***** TEXT SHOWN *****

Ask Eartha: Where did the food for the harvest dinner come from? |

Ask Eartha: Where did the food for the harvest dinner come from?

Eartha Steward
Ask Eartha
Frisco Prime hosted High Country Conservation Center's Harvest Dinner on Tuesday.
Courtesy Frisco Prime

Hey Eartha,

The food was incredibly prepared by chef Vinny at High Country Conservation Center’s (HC3) Harvest Dinner this past Tuesday, but I want to know where it all came from! How do I get in touch with all the local farms that donated?

Missy, Dillon

Hey Missy,

I am so glad you enjoyed HC3’s Harvest Dinner at Frisco Prime this Tuesday — it was scrumptious indeed. As a “locavore” myself, I greatly appreciate your support of HC3 and local food through this meal. Understanding how food is grown and sourced is essential for the health of the environment and community. For this year’s four-course meal, all donated food and table favors came from local farm stands at the Dillon and Vail Farmers’ markets and other summit county businesses.

Sourcing food locally benefits the community in many ways:

Supports the local economy

Reduces greenhouse gas emissions with less transport of food (The average commute of a veggie in the United States is 1,500 miles!)

***** PROVIDED RECORDS *****

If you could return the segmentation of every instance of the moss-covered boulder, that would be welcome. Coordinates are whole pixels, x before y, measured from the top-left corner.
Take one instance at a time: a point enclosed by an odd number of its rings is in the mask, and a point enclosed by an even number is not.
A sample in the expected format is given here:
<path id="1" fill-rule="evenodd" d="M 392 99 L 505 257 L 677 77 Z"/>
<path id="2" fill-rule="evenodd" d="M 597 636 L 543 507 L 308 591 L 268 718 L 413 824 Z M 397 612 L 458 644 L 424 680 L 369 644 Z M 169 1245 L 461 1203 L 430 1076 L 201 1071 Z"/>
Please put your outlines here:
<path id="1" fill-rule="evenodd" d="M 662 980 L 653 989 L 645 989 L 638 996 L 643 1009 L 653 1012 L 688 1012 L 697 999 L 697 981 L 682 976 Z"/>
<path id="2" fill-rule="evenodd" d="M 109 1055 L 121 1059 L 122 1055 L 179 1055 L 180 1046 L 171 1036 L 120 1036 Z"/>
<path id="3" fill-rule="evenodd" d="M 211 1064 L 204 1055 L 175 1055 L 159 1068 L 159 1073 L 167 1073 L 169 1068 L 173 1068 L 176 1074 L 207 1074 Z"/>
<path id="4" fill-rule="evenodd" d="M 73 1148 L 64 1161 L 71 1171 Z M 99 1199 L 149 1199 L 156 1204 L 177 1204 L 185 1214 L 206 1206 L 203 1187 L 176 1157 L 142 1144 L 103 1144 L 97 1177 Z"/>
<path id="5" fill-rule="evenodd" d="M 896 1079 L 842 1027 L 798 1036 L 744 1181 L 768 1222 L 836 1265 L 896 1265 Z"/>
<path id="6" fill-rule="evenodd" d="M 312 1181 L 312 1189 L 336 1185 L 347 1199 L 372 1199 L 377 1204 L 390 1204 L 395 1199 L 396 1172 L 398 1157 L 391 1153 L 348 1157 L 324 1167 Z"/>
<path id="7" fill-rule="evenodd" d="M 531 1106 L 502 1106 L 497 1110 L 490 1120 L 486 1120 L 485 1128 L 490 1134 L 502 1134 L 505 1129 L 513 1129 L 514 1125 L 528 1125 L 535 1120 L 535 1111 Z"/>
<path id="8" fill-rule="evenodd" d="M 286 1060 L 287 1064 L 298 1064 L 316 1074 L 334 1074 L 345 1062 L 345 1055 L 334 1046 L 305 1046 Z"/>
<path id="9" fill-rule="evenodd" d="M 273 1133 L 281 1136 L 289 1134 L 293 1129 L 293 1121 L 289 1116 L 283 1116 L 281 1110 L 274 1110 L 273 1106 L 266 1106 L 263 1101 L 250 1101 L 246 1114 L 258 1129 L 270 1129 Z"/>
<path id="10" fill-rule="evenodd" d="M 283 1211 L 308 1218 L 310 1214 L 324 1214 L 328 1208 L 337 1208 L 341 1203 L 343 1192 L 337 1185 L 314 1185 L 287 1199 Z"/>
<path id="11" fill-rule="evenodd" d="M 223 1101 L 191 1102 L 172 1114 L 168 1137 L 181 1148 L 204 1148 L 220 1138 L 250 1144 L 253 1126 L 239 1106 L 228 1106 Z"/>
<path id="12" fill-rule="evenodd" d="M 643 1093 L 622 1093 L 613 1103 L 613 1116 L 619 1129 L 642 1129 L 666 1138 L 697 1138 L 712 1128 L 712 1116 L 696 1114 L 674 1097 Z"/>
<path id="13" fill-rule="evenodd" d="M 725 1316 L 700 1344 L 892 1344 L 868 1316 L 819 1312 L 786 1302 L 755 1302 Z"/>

*****
***** PROVIDED RECORDS *****

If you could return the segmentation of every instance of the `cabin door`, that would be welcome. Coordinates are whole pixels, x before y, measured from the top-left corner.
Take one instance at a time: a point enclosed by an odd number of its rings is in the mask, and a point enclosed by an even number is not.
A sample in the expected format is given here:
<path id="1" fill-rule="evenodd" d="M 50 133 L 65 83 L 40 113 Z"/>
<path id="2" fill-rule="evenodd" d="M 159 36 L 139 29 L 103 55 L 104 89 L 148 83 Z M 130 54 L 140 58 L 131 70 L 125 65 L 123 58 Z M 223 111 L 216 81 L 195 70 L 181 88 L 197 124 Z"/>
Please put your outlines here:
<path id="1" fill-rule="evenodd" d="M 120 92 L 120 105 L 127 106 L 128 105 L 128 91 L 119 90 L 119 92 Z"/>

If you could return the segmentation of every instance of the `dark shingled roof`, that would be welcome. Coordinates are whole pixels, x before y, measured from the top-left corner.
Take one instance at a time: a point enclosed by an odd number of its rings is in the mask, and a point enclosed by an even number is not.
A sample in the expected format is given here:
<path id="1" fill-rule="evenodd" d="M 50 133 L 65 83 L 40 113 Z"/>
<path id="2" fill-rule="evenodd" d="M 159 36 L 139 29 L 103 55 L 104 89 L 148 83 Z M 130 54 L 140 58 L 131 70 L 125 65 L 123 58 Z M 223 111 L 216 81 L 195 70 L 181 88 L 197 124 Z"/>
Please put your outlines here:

*****
***** PROVIDED RECORDS *****

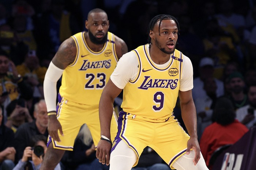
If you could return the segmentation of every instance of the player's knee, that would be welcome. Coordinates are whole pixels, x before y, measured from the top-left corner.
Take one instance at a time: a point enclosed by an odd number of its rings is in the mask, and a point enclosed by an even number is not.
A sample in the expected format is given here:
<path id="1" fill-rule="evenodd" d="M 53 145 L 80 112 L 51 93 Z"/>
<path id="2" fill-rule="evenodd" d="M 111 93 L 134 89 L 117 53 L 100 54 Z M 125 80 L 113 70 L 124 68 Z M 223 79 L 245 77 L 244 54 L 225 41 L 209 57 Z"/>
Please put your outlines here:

*****

◆ **PROBLEM TO SOLVE**: Return the full Ask Eartha column about the harvest dinner, word for word.

◆ **YOUR RESPONSE**:
Ask Eartha: Where did the food for the harvest dinner come from? |

Ask Eartha: Where did the food for the harvest dinner come from?

Eartha Steward
Ask Eartha
Frisco Prime hosted High Country Conservation Center's Harvest Dinner on Tuesday.
Courtesy Frisco Prime

Hey Eartha,

The food was incredibly prepared by chef Vinny at High Country Conservation Center’s (HC3) Harvest Dinner this past Tuesday, but I want to know where it all came from! How do I get in touch with all the local farms that donated?

Missy, Dillon

Hey Missy,

I am so glad you enjoyed HC3’s Harvest Dinner at Frisco Prime this Tuesday — it was scrumptious indeed. As a “locavore” myself, I greatly appreciate your support of HC3 and local food through this meal. Understanding how food is grown and sourced is essential for the health of the environment and community. For this year’s four-course meal, all donated food and table favors came from local farm stands at the Dillon and Vail Farmers’ markets and other summit county businesses.

Sourcing food locally benefits the community in many ways:

Supports the local economy

Reduces greenhouse gas emissions with less transport of food (The average commute of a veggie in the United States is 1,500 miles!)